▸ **ASSIGNMENT**
The answer must consist of every line in the data below that holds the word "trunk".

[Saved entries]
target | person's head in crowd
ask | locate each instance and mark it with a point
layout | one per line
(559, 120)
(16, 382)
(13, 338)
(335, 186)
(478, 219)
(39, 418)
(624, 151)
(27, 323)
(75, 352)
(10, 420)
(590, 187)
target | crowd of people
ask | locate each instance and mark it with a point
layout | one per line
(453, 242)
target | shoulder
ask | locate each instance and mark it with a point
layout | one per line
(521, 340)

==

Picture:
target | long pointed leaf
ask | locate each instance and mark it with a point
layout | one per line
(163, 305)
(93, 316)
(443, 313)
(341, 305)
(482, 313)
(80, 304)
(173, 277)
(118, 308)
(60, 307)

==

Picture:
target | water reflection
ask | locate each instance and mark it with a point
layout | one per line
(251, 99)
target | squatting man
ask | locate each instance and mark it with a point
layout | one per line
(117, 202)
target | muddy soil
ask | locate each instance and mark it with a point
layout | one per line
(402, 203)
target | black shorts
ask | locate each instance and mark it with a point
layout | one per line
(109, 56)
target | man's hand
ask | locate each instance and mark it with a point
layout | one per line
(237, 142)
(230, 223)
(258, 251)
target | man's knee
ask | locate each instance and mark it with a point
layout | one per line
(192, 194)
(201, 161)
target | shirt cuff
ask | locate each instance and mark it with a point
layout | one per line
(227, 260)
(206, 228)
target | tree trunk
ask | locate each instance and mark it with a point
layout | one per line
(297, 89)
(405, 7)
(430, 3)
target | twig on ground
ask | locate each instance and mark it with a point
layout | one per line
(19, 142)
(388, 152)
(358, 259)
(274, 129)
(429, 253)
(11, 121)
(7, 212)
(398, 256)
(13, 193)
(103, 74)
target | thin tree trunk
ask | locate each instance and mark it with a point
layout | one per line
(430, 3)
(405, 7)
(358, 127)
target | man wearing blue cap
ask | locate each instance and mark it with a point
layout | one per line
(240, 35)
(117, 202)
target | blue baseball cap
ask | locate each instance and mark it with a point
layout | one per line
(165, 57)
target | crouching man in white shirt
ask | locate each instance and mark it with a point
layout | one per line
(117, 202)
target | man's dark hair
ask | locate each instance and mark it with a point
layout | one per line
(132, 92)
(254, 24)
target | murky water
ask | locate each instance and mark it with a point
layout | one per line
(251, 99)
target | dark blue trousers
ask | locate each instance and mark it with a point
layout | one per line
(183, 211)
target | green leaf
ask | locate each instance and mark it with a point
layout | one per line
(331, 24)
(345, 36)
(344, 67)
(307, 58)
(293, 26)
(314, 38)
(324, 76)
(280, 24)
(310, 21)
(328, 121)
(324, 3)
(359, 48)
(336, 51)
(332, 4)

▸ **TASK RESPONSE**
target | tree trunk
target | thin tree trunk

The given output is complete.